[Recorded data]
>>>
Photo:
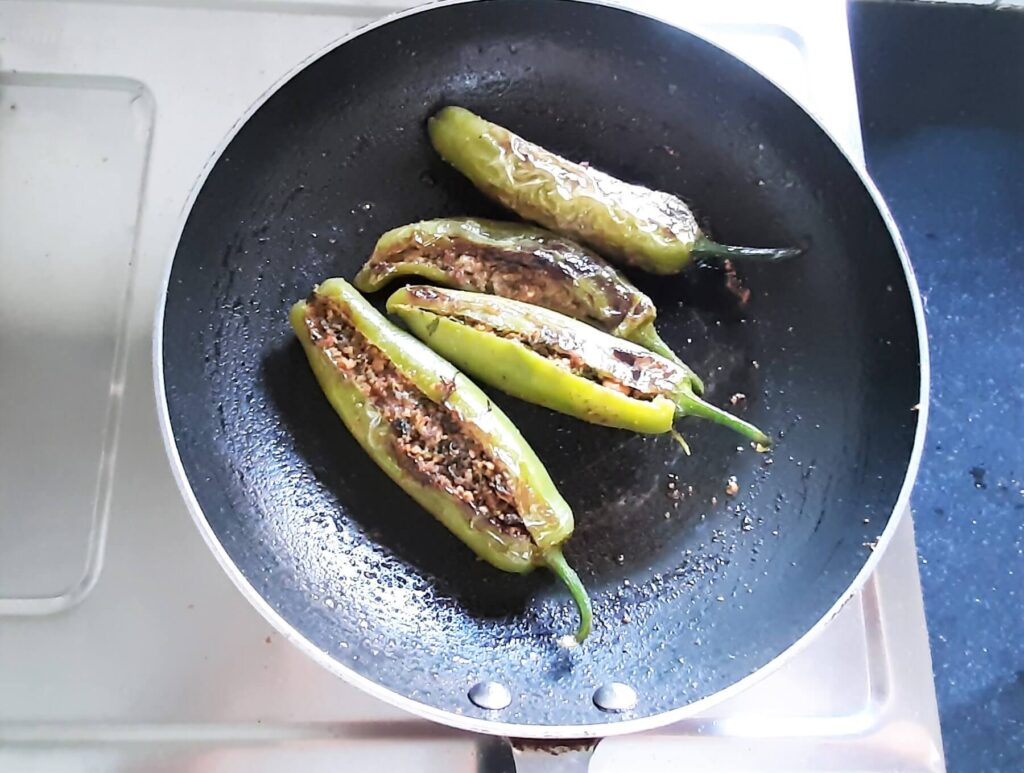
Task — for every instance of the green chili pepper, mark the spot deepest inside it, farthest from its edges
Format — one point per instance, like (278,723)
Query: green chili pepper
(553,360)
(646,228)
(516,261)
(437,436)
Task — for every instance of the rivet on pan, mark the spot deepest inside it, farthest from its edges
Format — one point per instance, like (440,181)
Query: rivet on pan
(489,695)
(614,696)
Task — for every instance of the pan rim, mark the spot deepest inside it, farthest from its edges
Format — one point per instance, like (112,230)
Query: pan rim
(497,727)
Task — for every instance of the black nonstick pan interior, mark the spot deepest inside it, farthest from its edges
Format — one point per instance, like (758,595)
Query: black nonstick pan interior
(693,589)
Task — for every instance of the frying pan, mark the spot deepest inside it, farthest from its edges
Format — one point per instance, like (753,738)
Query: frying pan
(695,592)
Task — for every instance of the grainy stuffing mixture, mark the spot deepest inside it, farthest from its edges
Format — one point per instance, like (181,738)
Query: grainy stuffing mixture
(428,437)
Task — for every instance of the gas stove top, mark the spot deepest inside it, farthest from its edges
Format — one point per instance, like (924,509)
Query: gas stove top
(125,647)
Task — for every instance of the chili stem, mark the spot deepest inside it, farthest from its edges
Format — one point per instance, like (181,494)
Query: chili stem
(705,248)
(689,404)
(557,563)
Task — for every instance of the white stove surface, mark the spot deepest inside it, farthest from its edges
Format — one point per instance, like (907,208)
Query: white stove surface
(123,646)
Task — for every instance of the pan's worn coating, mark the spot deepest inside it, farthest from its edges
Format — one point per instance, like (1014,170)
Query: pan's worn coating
(693,589)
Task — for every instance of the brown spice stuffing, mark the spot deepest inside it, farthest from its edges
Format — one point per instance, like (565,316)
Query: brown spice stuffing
(567,360)
(428,437)
(520,275)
<<<
#### Exercise
Each line that contains the string "spot" should be copied from the data above.

#### Written answer
Task — for every instance of the green chili pepper, mark the spot deepest inside it, farthest from its edges
Task — for every instance of the rivet on pan, mark the spot deepest inside it, farthest from its edges
Task — for every instance of the pan rim, mark the spot deepest inside it, farthest from its edges
Task — for every instance of the black nonstick pan interior, mark the spot deepest inside it, farthest from its edges
Task — for every instance of the frying pan, mark the spot deepest inside it, farthest from its edges
Task — for every instance of the grainy stuffing mixture, mark the spot deepest inside it, farthest from its edges
Task — for every instance of the gas stove top, mark the spot deepest inside it, farthest from its edges
Task — for every instance of the chili stem, mark the spot deepest inside it, farthest from its edges
Task — for every instance of the white stove surface, mark the spot deepest inside it, farthest from its edges
Task — for every instance of the pan's worn coating, mark the spot deepest inside it, farthest from its edges
Task — for every instance of the brown spice stuffing, mark the spot deepest inside it, farthest from its edges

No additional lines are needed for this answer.